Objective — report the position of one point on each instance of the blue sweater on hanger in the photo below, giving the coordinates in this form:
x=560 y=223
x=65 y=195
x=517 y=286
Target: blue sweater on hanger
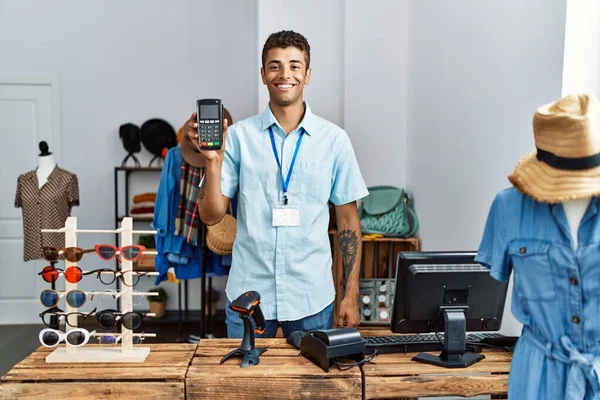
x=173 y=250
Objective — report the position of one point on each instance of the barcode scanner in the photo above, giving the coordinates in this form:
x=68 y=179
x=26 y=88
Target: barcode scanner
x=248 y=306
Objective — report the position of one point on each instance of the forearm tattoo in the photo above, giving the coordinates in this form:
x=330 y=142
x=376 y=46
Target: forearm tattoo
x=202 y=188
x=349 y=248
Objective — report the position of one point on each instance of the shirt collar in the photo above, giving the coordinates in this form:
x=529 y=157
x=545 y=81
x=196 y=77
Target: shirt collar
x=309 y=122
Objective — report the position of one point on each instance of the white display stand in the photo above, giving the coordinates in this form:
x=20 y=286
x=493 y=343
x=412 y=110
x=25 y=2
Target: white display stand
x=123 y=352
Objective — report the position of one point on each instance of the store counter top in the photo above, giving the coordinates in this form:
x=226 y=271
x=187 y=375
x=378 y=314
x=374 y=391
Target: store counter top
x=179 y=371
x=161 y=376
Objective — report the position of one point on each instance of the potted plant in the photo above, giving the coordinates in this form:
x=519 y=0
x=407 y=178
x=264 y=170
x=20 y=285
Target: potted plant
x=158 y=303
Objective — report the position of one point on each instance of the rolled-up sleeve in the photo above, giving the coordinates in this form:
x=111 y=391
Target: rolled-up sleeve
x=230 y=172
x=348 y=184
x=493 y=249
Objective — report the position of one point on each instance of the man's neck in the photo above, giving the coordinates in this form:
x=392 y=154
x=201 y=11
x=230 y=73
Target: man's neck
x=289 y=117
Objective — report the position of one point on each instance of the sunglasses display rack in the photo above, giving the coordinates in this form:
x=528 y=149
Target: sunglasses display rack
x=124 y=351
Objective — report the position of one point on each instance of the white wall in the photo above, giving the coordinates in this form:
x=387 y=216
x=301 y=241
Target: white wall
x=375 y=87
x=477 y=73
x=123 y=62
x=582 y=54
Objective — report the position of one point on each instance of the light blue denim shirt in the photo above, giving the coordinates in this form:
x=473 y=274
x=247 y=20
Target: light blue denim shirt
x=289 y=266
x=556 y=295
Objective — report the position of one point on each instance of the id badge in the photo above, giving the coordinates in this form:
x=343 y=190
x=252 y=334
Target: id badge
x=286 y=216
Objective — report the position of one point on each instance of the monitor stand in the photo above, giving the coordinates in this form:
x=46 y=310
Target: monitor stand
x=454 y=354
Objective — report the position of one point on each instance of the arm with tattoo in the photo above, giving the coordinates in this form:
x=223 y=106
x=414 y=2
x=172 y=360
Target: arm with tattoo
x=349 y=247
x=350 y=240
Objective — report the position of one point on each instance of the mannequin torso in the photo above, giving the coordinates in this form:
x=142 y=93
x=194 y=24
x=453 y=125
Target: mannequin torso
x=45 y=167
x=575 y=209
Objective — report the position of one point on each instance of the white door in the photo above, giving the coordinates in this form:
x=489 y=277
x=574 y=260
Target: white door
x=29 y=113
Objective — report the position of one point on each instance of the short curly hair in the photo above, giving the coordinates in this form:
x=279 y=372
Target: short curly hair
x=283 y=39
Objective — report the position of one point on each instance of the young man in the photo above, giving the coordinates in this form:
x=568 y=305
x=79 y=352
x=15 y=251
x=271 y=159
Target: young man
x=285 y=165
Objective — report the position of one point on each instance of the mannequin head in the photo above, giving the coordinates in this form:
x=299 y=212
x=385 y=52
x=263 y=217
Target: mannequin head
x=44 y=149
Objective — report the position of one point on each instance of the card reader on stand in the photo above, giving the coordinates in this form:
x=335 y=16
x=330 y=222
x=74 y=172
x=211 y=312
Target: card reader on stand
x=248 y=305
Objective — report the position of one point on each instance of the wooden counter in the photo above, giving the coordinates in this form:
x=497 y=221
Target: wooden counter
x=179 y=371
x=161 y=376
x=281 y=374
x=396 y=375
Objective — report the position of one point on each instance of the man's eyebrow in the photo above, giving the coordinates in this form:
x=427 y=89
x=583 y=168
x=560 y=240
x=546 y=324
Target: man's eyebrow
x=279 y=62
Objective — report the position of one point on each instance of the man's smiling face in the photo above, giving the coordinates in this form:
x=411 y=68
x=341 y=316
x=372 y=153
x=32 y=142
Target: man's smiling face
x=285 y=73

# # # # # # #

• [Required work]:
Reproduce every row above word for word, and leave out the picture.

• [Answer in full]:
Objective — report the position of one point on each instance of the blue sweater on hanger in the photo below, giving the coordinates in this form:
x=560 y=223
x=65 y=195
x=517 y=286
Target: blue sweater on hanger
x=173 y=250
Objective — report the position of one point on each instance of the barcode scanner in the photo above, giving the coordinates in this form:
x=68 y=179
x=26 y=88
Target: barcode scanner
x=248 y=306
Objective — report the position of one point on each instance of the forearm tattoo in the photo above, giving the coordinates in this form:
x=330 y=142
x=376 y=46
Target: forearm tattoo
x=202 y=188
x=349 y=248
Objective — report the position of one point on each instance of the shirt collar in the photo above, giving the coordinates in this form:
x=529 y=157
x=545 y=81
x=196 y=77
Target: shirt collar
x=309 y=122
Objective — report the position of one point on each instance of the white display stand in the photo above, giving the coordinates in this form:
x=20 y=286
x=493 y=343
x=412 y=110
x=25 y=2
Target: white display stand
x=123 y=352
Objective — report the position of one point on each instance of the store counter top in the photo above, giving the coordinates in this form:
x=226 y=271
x=187 y=375
x=378 y=314
x=374 y=391
Target: store counter top
x=179 y=371
x=161 y=376
Objective — report the position of one point on each instance of the potted plant in the photo above, giving the coordinates in this form:
x=519 y=0
x=407 y=178
x=264 y=170
x=20 y=285
Target: potted plant
x=158 y=303
Objective — report the position of one point on each instance of the rolled-up sleeve in the photo above, giving the coordinates in this form:
x=111 y=391
Target: rolled-up sleeve
x=230 y=172
x=348 y=184
x=493 y=249
Objective — report the position of one point on each instance of the man's neck in the photo above, giving the coordinates in this form:
x=392 y=154
x=201 y=11
x=230 y=73
Target: man's neck
x=289 y=117
Objective — report the position of one point on each instance of the sunglasses display rack in the photo above, giving the coordinates in this form:
x=528 y=149
Target: sunglasses display rack
x=124 y=351
Objective — report the position of one point on each instance of the white wall in the photo above, giving the coordinates in this form:
x=387 y=216
x=301 y=241
Target: white wall
x=375 y=87
x=477 y=73
x=123 y=62
x=582 y=54
Objective — report the position of one point on each instance of the light blue denim shirt in the photo above, giving the coordinates in this form:
x=473 y=274
x=247 y=20
Target: light blue denim shirt
x=289 y=266
x=556 y=295
Objective — report the position of one point on each instance of the id badge in the photo above, giving the coordinates in this form:
x=343 y=190
x=252 y=334
Target: id badge
x=286 y=216
Objective — report the position of one point on each instance of the monitor stand in the photo above, giving the coordinates in this form:
x=46 y=310
Target: monitor stand
x=454 y=354
Objective — report the position of one point on each instance of the arm with tattoo in the photo above, giving the coordinates in this form:
x=223 y=106
x=414 y=2
x=172 y=360
Target: arm with tattoo
x=349 y=247
x=350 y=240
Objective — report the position of one point on each instance of the mannequin torso in the photo above, giving the coordinates in this form:
x=142 y=93
x=194 y=24
x=453 y=125
Target: mannequin torso
x=45 y=167
x=575 y=209
Objective — report the position of one point on each instance of the white door in the photo above, giving the coordinates in this form:
x=489 y=277
x=574 y=260
Target: white door
x=29 y=113
Objective — report the position of one point on each instance of the short curly hair in the photo above, giving the coordinates in this form:
x=279 y=372
Target: short curly hair
x=283 y=39
Objective — report the position of one point on each instance of the young man in the photo above, giving the coordinates in this form:
x=568 y=305
x=79 y=352
x=15 y=251
x=271 y=159
Target: young man
x=285 y=165
Objective — report the position of one point on each instance of the mannequin head in the photo above, giving the coordinates in this form:
x=299 y=212
x=385 y=52
x=263 y=217
Target: mannequin head
x=44 y=149
Objective — report the position of one point on each instance of the card reader on stand in the photo above, giving the coordinates in this form:
x=335 y=16
x=330 y=222
x=74 y=172
x=211 y=312
Target: card reader on stand
x=248 y=305
Objective — report the position of one point on each instance of the wooden counter in the photo above, giving the coordinates in this form:
x=497 y=221
Target: wooden counter
x=179 y=371
x=161 y=376
x=281 y=374
x=396 y=375
Objective — report the position of one point on each instance of the man's eyebrow in the photo above, giving the coordinates in this form:
x=427 y=89
x=583 y=168
x=560 y=240
x=546 y=324
Target: man's eyebrow
x=279 y=62
Objective — report the position of one point on each instance of the man's smiling face in the photo above, giving the coordinates in this form:
x=411 y=68
x=341 y=316
x=372 y=153
x=32 y=142
Target: man's smiling face
x=285 y=73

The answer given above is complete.